> SET PROBLEM 1
Copy the listing verbatim, starting at the line that contains "trace japanese flag, every instance" and continuing through the last line of the listing, including both.

Unless you have more information about D this problem is unsolvable. One bit of information that will make this problem decidable is some upper bound on the length of the shortest d that generates D. If you know the function generating D only has a known amount of finite state you can calculate this upper bound.

Hence, my conclusion is that you cannot solve this problem unless you change the specification a bit.

Nice proof and of course you're right. But unfortunately I cannot change the specification, so I'll choose the answer that can give the best approximation and/or the highest probability to be correct. — rubik, Jun 26 '12 at 16:06

score 2 · Answer 3 · answered Jun 26 '12 at 15:37

I have no idea about proper algorithms to apply here, but my understanding also is that you can never know for sure that you've detected a period if you have consumed only a finite number of terms. Anyway, here's what I've come up with, this is a very naive implementation, more to educate from the comments than to provide a good solution (I guess).

> SUPPLIED RECORDS
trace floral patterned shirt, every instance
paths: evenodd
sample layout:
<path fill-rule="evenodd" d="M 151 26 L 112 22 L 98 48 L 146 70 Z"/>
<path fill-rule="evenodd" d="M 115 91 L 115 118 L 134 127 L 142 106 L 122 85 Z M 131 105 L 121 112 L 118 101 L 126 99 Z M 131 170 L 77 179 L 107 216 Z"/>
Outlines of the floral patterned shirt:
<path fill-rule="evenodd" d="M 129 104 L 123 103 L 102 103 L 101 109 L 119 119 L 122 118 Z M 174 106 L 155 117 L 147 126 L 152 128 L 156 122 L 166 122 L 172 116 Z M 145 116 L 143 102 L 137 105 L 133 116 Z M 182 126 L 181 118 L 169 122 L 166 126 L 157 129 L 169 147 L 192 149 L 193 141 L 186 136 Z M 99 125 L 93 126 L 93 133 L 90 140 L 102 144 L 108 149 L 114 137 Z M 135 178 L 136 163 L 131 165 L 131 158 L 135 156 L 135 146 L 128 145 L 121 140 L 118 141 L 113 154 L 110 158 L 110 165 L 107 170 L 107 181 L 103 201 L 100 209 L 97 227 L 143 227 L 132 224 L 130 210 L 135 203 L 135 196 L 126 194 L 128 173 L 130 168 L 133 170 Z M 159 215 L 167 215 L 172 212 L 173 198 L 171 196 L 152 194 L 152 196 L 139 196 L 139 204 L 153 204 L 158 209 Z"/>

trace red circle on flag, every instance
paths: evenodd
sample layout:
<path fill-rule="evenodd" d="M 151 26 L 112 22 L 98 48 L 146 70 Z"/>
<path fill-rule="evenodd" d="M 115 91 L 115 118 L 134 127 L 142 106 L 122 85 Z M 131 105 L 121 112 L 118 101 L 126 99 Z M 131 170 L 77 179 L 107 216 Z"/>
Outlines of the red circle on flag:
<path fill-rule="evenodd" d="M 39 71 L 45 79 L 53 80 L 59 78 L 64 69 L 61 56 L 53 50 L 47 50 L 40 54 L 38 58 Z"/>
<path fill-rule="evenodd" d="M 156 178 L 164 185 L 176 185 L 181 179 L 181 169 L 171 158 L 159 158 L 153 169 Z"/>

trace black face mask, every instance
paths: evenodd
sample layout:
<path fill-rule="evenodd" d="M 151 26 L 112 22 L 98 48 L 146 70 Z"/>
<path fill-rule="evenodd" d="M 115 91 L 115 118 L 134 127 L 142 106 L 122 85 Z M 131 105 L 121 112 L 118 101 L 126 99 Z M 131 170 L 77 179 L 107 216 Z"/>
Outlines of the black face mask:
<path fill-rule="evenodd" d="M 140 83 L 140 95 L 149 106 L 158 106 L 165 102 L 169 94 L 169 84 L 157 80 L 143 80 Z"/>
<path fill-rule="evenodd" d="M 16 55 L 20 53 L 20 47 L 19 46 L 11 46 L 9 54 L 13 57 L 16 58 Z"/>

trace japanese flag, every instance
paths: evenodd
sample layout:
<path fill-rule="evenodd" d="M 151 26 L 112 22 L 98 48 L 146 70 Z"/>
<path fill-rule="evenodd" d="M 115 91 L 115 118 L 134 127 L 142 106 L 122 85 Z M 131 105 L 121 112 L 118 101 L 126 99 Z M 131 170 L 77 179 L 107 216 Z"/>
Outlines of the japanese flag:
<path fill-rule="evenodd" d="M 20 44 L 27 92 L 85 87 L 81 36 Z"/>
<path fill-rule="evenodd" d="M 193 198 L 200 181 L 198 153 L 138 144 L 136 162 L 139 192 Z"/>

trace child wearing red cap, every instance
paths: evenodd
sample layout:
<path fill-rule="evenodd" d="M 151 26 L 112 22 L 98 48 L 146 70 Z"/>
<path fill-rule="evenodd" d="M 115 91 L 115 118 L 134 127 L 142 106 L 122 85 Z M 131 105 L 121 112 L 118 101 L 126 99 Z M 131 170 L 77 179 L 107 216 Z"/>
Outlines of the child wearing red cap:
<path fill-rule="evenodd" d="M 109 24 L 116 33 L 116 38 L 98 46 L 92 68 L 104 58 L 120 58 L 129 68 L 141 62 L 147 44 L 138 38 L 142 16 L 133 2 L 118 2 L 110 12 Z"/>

> SET PROBLEM 2
In the forum excerpt, what piece of information would make the problem decidable?

> EXPECTED ANSWER 1
trace japanese flag, every instance
paths: evenodd
sample layout:
<path fill-rule="evenodd" d="M 151 26 L 112 22 L 98 48 L 146 70 Z"/>
<path fill-rule="evenodd" d="M 115 91 L 115 118 L 134 127 L 142 106 L 122 85 Z M 131 105 L 121 112 L 118 101 L 126 99 Z M 131 170 L 77 179 L 107 216 Z"/>
Outlines of the japanese flag:
<path fill-rule="evenodd" d="M 20 44 L 27 92 L 85 87 L 81 36 Z"/>
<path fill-rule="evenodd" d="M 193 198 L 200 181 L 198 153 L 138 144 L 136 162 L 139 192 Z"/>

trace child wearing red cap, every instance
paths: evenodd
sample layout:
<path fill-rule="evenodd" d="M 151 26 L 112 22 L 98 48 L 146 70 Z"/>
<path fill-rule="evenodd" d="M 115 91 L 115 118 L 134 127 L 142 106 L 122 85 Z M 131 105 L 121 112 L 118 101 L 126 99 Z M 131 170 L 77 179 L 107 216 Z"/>
Outlines of the child wearing red cap:
<path fill-rule="evenodd" d="M 109 24 L 116 33 L 116 38 L 98 46 L 92 68 L 104 58 L 120 58 L 129 68 L 141 62 L 147 44 L 138 38 L 142 16 L 133 2 L 118 2 L 110 12 Z"/>

> EXPECTED ANSWER 2
An upper bound on the length of the shortest d that generates D.